## Instructions for the task
Print all the records exactly, please.

--- Recorded information Enclosed Below ---

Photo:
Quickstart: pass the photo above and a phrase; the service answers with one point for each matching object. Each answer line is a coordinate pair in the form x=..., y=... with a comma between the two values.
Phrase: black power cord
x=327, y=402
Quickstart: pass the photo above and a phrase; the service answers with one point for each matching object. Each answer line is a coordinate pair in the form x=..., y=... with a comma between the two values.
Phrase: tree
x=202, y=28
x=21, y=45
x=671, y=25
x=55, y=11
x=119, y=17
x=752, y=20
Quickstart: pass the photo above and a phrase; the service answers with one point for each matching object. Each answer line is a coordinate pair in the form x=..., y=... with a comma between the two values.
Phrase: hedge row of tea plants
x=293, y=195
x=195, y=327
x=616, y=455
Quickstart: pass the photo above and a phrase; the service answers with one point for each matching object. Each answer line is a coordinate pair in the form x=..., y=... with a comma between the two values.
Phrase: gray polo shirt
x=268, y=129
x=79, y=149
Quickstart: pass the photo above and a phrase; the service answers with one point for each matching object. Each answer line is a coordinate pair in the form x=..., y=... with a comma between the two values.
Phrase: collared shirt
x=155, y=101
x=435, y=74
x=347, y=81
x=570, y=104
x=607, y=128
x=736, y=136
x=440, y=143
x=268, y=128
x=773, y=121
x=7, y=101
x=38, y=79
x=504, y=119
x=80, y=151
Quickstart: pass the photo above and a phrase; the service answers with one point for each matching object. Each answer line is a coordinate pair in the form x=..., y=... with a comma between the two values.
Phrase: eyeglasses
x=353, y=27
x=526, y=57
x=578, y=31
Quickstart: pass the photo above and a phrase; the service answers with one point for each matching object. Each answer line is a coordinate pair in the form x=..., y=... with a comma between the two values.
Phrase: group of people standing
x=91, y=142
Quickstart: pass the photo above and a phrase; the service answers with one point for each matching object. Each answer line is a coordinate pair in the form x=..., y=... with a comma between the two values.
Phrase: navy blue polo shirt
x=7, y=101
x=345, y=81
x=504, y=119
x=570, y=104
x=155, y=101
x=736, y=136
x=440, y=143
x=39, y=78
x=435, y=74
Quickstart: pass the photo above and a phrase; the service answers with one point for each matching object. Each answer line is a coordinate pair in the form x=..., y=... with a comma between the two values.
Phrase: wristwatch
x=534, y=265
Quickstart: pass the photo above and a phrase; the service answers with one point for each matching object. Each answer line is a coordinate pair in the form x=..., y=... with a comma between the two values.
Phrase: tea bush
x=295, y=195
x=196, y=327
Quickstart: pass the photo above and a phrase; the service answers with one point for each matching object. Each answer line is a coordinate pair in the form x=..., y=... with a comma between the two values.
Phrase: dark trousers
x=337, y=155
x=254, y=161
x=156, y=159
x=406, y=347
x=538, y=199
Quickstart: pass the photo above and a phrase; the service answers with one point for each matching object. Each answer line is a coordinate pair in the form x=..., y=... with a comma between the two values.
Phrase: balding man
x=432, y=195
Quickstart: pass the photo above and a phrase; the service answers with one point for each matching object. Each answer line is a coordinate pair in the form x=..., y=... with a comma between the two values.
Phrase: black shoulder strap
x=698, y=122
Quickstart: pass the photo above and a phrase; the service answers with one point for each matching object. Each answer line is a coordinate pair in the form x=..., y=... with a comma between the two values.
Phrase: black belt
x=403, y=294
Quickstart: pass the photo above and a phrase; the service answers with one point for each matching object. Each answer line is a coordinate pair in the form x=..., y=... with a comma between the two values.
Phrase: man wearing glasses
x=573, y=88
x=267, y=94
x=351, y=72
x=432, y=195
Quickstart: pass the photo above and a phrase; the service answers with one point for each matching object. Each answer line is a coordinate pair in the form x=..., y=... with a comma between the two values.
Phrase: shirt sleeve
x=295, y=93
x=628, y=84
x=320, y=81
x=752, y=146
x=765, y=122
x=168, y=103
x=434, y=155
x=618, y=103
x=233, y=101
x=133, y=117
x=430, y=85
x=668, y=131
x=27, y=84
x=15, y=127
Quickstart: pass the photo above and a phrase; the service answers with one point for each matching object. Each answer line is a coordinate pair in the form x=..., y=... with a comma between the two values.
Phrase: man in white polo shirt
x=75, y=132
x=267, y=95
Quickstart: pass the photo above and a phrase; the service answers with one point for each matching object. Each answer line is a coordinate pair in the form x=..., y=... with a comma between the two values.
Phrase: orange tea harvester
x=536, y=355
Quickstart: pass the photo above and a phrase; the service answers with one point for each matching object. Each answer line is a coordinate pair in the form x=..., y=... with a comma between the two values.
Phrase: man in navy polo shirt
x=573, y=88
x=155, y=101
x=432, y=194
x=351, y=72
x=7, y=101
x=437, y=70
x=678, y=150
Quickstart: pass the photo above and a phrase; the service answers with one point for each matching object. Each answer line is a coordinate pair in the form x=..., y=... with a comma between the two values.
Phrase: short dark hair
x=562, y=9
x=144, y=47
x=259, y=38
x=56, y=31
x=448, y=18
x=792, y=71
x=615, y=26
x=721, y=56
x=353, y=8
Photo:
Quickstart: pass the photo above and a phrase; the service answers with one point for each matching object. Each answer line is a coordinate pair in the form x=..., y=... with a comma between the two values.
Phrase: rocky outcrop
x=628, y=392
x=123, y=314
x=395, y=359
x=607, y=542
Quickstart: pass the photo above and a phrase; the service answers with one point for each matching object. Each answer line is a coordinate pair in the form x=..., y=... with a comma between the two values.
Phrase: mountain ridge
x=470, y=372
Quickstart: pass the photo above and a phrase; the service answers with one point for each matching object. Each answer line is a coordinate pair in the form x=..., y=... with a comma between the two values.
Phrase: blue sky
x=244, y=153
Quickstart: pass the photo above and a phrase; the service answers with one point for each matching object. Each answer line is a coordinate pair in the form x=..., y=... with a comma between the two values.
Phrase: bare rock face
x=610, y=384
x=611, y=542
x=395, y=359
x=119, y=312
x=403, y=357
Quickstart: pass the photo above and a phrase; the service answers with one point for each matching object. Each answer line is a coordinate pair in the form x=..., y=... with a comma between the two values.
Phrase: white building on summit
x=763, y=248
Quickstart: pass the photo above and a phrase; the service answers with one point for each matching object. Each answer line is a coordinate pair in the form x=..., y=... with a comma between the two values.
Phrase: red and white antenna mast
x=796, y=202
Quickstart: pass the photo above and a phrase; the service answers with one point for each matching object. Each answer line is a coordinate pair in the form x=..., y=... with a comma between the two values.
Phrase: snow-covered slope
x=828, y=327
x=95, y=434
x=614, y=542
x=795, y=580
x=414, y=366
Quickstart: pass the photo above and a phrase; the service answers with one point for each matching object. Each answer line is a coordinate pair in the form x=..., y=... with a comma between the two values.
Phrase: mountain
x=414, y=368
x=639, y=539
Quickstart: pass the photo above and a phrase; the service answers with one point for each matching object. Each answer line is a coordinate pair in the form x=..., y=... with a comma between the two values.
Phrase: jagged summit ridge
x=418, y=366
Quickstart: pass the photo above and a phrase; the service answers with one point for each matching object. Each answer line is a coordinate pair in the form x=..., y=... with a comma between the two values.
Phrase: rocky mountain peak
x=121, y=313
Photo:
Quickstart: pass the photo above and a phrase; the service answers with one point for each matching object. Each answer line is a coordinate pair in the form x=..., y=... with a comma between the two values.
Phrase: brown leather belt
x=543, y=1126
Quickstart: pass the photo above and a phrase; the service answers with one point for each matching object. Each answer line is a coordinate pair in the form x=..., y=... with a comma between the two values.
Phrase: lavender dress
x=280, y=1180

--- End of Enclosed Recorded information ---

## Exercise response
Photo:
Quickstart: pass the photo above and a phrase; the service answers with one point for each matching object. Each answer line is a coordinate pair in the form x=..., y=... with a comma between the two values.
Phrase: black power cord
x=327, y=402
Quickstart: pass the photo above and a phrase; the service answers with one point for each matching object. Each answer line is a coordinate pair in the form x=..., y=... with a comma between the two values.
Phrase: tree
x=202, y=28
x=21, y=45
x=671, y=25
x=55, y=11
x=119, y=17
x=752, y=20
Quickstart: pass the photo above and a phrase; the service answers with one point for each matching object. Each answer line is a coordinate pair in the form x=..., y=... with a comma between the two values.
Phrase: hedge row of tea plants
x=293, y=195
x=195, y=327
x=616, y=455
Quickstart: pass the photo above and a phrase; the service answers with one point for each matching object. Each answer line is a coordinate pair in the form x=..., y=... with a comma between the two values.
Phrase: gray polo shirt
x=268, y=129
x=79, y=149
Quickstart: pass the photo above and a phrase; the service answers with one point for each matching object. Each answer line is a coordinate pair in the form x=..., y=... with a comma between the two values.
Phrase: collared shirt
x=155, y=101
x=435, y=74
x=347, y=81
x=570, y=104
x=607, y=128
x=736, y=136
x=440, y=143
x=268, y=128
x=773, y=121
x=7, y=101
x=38, y=79
x=504, y=119
x=80, y=151
Quickstart: pass the photo above and a phrase; the service answers with one point for each matching object. Each answer line is a coordinate pair in the form x=..., y=... with a comma between the two values.
Phrase: eyeglasses
x=353, y=27
x=526, y=57
x=578, y=31
Quickstart: pass the photo above and a phrase; the service answers with one point for each matching object. Each answer line is a coordinate pair in the form x=..., y=... with a comma between the two values.
Phrase: group of people standing
x=91, y=142
Quickstart: pass the photo above and a phrase; the service answers with one point for each matching object. Each answer line is a coordinate pair in the form x=..., y=... with a comma between the two values.
Phrase: navy blue polo shirt
x=7, y=101
x=345, y=81
x=504, y=119
x=570, y=104
x=155, y=101
x=736, y=136
x=440, y=143
x=39, y=78
x=435, y=74
Quickstart: pass the photo above and a phrase; the service answers with one point for each matching object. Each answer line is a coordinate pair in the form x=..., y=... with a comma between the two values.
Phrase: wristwatch
x=534, y=265
Quickstart: pass the photo above and a phrase; the service answers with one point for each matching object. Each answer line is a coordinate pair in the form x=..., y=... with a comma between the two values.
Phrase: tea bush
x=295, y=195
x=196, y=327
Quickstart: pass the photo above and a phrase; the service answers with one point for each matching object. Each answer line is a coordinate pair in the form x=..., y=... with a comma between the two values.
Phrase: dark trousers
x=337, y=155
x=254, y=161
x=156, y=159
x=406, y=347
x=538, y=199
Quickstart: pass the photo above and a phrase; the service answers with one point for each matching object. Each answer line is a coordinate pair in the form x=..., y=... with a comma between the two values.
Phrase: balding man
x=432, y=195
Quickstart: pass the photo above and a phrase; the service answers with one point for each matching object. Each answer line is a coordinate pair in the form x=..., y=... with a comma between the two values.
Phrase: black shoulder strap
x=698, y=122
Quickstart: pass the photo above and a phrase; the service answers with one point for each matching object. Each answer line is a coordinate pair in the form x=..., y=... with a comma between the two values.
Phrase: black belt
x=403, y=294
Quickstart: pass the photo above and a phrase; the service answers with one point for each matching object. Each answer line is a coordinate pair in the form x=..., y=... with a comma between the two values.
Phrase: man wearing glasses
x=573, y=88
x=267, y=94
x=351, y=72
x=432, y=195
Quickstart: pass the photo above and a phrase; the service answers with one point for each matching object. Each answer line is a coordinate pair in the form x=..., y=... with a comma between the two values.
Phrase: shirt sleeve
x=295, y=93
x=628, y=84
x=320, y=81
x=752, y=146
x=765, y=122
x=168, y=103
x=434, y=155
x=618, y=103
x=233, y=101
x=133, y=117
x=430, y=85
x=668, y=131
x=27, y=84
x=15, y=127
Quickstart: pass the photo above and a phrase; the service answers with one point for each matching object. Each answer line is a coordinate pair in the form x=..., y=... with a comma between the two values.
Phrase: man in white polo shirt
x=75, y=132
x=267, y=95
Quickstart: pass the photo above and a phrase; the service answers with one point for each matching object. Each answer line is a coordinate pair in the form x=..., y=... with a comma between the two values.
Phrase: orange tea harvester
x=536, y=355
Quickstart: pass the photo above and a phrase; the service answers with one point for each matching object. Each answer line is a coordinate pair in the form x=..., y=... with a comma between the two values.
Phrase: man in navy polo shirt
x=573, y=88
x=155, y=101
x=432, y=194
x=351, y=72
x=7, y=101
x=437, y=70
x=678, y=150
Quickstart: pass the photo above and a phrase; the service answers with one point for each matching object. Each answer line is a coordinate pair in the form x=..., y=... with a comma between the two values.
Phrase: short dark hair
x=562, y=9
x=144, y=47
x=259, y=38
x=56, y=31
x=448, y=18
x=792, y=71
x=615, y=26
x=721, y=56
x=353, y=8
Photo:
Quickstart: pass the photo above and a phrase; the service answers with one point for each matching object. Each answer line is a coordinate pair in the form x=..., y=... with a comma between the two values.
Phrase: rocky outcrop
x=628, y=392
x=123, y=314
x=395, y=359
x=607, y=542
Quickstart: pass the photo above and a phrase; the service answers with one point for each matching object. Each answer line is a coordinate pair in the form x=..., y=... with a comma between the two values.
Phrase: mountain ridge
x=470, y=372
Quickstart: pass the photo above and a phrase; the service answers with one point for each matching object. Each answer line is a coordinate pair in the form x=..., y=... with a comma between the two values.
Phrase: blue sky
x=244, y=153
Quickstart: pass the photo above and a phrase; the service answers with one point for each matching object. Each answer line is a coordinate pair in the form x=..., y=... with a comma between the two values.
Phrase: bare rock face
x=610, y=384
x=611, y=542
x=395, y=359
x=119, y=312
x=403, y=357
Quickstart: pass the photo above and a phrase; the service answers with one point for each matching object. Each answer line is a coordinate pair in the form x=..., y=... with a comma between the two values.
Phrase: white building on summit
x=763, y=248
Quickstart: pass the photo above and a phrase; the service answers with one point for each matching object. Each answer line is a coordinate pair in the form x=..., y=... with a comma between the two values.
Phrase: red and white antenna mast
x=796, y=202
Quickstart: pass the photo above and a phrase; the service answers with one point for each matching object. Each answer line is a coordinate pair in the form x=..., y=... with a comma between the two values.
Phrase: snow-covered slope
x=828, y=327
x=95, y=434
x=614, y=542
x=795, y=580
x=414, y=366
Quickstart: pass the photo above and a phrase; the service answers with one point for each matching object. Each answer line is a coordinate pair in the form x=..., y=... with a comma between the two values.
Phrase: mountain
x=414, y=368
x=639, y=539
Quickstart: pass the photo above and a phrase; the service answers with one point for each matching object. Each answer line is a coordinate pair in the form x=..., y=... with a comma between the two values.
Phrase: jagged summit ridge
x=418, y=366
Quickstart: pass the photo above and a phrase; the service answers with one point for each matching object. Each answer line is a coordinate pair in the form x=..., y=... with a comma between the two values.
Phrase: rocky mountain peak
x=121, y=313
Photo:
Quickstart: pass the photo above and a phrase; the service answers with one point for each matching object. Each answer line is a coordinate pair in the form x=..., y=... with a comma between the two values.
Phrase: brown leather belt
x=543, y=1126
Quickstart: pass the photo above and a phrase; the service answers with one point for each matching object. Each answer line is a coordinate pair in the form x=..., y=... with a comma between the two values.
Phrase: lavender dress
x=280, y=1180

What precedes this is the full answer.